(Records to process)

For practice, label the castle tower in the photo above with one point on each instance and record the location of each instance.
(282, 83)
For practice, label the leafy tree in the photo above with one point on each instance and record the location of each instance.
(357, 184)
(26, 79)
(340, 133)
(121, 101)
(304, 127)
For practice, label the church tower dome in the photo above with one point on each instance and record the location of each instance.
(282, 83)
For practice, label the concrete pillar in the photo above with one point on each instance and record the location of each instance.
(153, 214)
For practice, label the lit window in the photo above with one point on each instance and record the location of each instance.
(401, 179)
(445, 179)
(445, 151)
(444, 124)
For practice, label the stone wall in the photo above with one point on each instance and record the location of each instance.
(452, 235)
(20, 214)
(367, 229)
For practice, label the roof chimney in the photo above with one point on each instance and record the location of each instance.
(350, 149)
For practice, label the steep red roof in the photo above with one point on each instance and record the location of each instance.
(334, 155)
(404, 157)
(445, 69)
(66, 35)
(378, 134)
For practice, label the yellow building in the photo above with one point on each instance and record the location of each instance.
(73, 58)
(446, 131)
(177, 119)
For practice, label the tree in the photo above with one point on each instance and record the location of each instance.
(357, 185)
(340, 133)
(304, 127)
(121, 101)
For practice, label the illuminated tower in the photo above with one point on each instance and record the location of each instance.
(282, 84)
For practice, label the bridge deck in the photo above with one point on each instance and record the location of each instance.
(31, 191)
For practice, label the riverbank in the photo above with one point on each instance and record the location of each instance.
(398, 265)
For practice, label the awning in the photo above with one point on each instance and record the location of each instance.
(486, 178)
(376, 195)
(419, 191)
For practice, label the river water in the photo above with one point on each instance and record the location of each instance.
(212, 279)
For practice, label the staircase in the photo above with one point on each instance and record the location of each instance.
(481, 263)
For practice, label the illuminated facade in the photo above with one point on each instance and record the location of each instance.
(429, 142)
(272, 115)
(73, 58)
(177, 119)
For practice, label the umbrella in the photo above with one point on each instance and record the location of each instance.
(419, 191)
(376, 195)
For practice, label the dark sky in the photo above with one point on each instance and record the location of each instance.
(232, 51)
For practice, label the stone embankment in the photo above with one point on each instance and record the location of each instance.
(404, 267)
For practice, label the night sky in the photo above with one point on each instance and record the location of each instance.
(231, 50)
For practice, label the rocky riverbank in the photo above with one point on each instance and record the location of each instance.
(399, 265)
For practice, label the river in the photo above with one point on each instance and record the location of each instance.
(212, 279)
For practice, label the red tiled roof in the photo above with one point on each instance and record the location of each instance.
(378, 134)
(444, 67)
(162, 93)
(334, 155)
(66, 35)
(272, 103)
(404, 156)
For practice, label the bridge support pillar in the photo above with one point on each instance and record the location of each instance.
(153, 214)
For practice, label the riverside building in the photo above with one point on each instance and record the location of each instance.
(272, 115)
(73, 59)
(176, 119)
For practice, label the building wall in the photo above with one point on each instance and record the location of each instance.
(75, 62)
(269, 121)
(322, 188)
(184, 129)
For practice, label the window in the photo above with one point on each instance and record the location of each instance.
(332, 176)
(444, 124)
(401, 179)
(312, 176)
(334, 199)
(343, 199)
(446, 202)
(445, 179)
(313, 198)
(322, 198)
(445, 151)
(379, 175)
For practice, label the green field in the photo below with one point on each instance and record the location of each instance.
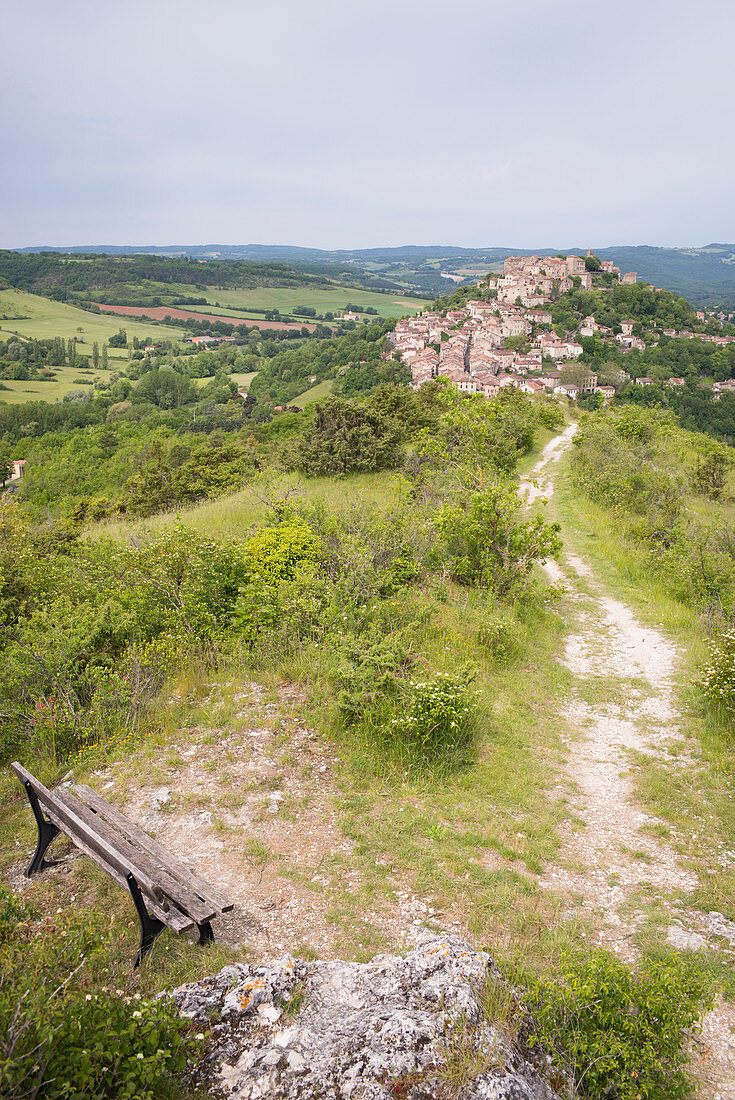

(End Records to process)

Aim of the task ::
What is needed is an exact copy of the entries above, with no images in it.

Output below ::
For practice, label the castle tower in the photo above with one point on each instance and record the location of each instance.
(282, 83)
For practice, label the leafy tree in the photo above with one point on each instance and record the location of each instance.
(357, 184)
(26, 79)
(340, 133)
(121, 101)
(304, 127)
For practice, label the church tower dome in the photo above with one point on each instance and record the location of each instance.
(282, 83)
For practice, label the concrete pillar in the photo above with one point on each instance and record the location of each instance.
(153, 214)
For practice, label the lit window in the photo above with one point on each instance and record the location of each instance.
(401, 179)
(445, 179)
(445, 151)
(444, 124)
For practice, label the stone wall in the photo above with one point on each instance and record the location of each instance.
(452, 235)
(20, 214)
(367, 229)
For practice, label the roof chimney in the photo above with one point on each instance and record the location of each instance.
(350, 149)
For practice, label the steep red roof in the photo above with one point on each instance and record the location of each instance.
(334, 155)
(404, 157)
(445, 69)
(66, 35)
(378, 134)
For practice, label the yellow building in the photo above with one point on each instance and record the location of each instance.
(73, 58)
(446, 131)
(177, 119)
For practice, label the tree in the photo above with one point on each instance and record the location of each instance.
(357, 185)
(340, 133)
(304, 127)
(121, 101)
For practice, label the illuminated tower in the photo above with one point on each instance and record the location of each instance.
(282, 84)
For practice, label the bridge deck in the photo above with one point on each instance and record the location of each instance.
(31, 191)
For practice, label the riverbank in the photo above with one point on each instance and record the location of each instance.
(398, 265)
For practice, label the awning in the photo above with one point on each instance and record the location of each instance.
(486, 178)
(376, 195)
(419, 191)
For practice, label the river water in the photo above with one point on each instance and record the location of each instance.
(212, 279)
For practice, label the staircase in the photo above with one point on each instance and record the location of each instance.
(481, 263)
For practice, label the illuminated facade in the photo above with one point on each instance and record the location of each instance.
(429, 142)
(272, 115)
(73, 58)
(177, 119)
For practice, label the umbrella in the photo above with one point on each instance and record the location of each instance.
(419, 191)
(376, 195)
For practice, label the dark sky in the photo above with one point on each instance and record the location of each instance.
(232, 51)
For practice, label the stone embankment in the photo above with one point on each instance and record the location of each instance.
(404, 267)
For practice, label the night sky in the photo above with one point on each instance and record the location of each instance.
(231, 50)
For practice, label the rocky riverbank in the photo above with one point on each instance and record the location of each instance.
(399, 265)
For practice, label the river in the photo above with one point on each instance and record the location of each instance.
(212, 279)
For practice, label the red tiled roof in the photo above with one point on each instance and record the location of each instance.
(378, 134)
(444, 67)
(162, 93)
(334, 155)
(66, 35)
(272, 103)
(404, 156)
For practice, label the bridge support pillar in the photo above with one point on each instance and record the location of each instance.
(153, 214)
For practice, label the riverside building in the photo above with one point on each instance and record the location of each instance.
(272, 115)
(73, 59)
(176, 119)
For practice, label the building wall in the photo above with one point on each instance and record the location of each instance.
(75, 62)
(269, 121)
(322, 188)
(184, 129)
For practice, label the window in the photo above with one point on each instance and record the location of each instance.
(332, 176)
(444, 124)
(401, 179)
(312, 176)
(334, 199)
(343, 199)
(446, 202)
(445, 179)
(313, 198)
(322, 198)
(445, 151)
(379, 175)
For practice, label the green field in the photo below with one point on each instance and record the location of each instance.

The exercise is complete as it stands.